Problem requirements: Give the data again exactly as it appears, excluding any pictures.
- - - -
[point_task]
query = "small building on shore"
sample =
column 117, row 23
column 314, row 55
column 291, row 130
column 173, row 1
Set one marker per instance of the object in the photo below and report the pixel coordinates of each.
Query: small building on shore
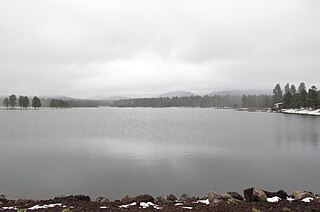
column 278, row 106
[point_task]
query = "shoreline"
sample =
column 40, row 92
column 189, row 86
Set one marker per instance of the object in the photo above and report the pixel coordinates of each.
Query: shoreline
column 253, row 199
- - - -
Solution to this exercise:
[point_task]
query = "small building on shore"
sample =
column 117, row 23
column 314, row 55
column 291, row 130
column 173, row 1
Set one marker per instance of the object in the photo below and report the pixel coordinates of each.
Query: small building on shore
column 278, row 106
[point_task]
query = "shoreline"
sample =
column 40, row 92
column 189, row 86
Set one marker per instance of the object in the photo above and report the pixel coordinates of each.
Query: shoreline
column 253, row 199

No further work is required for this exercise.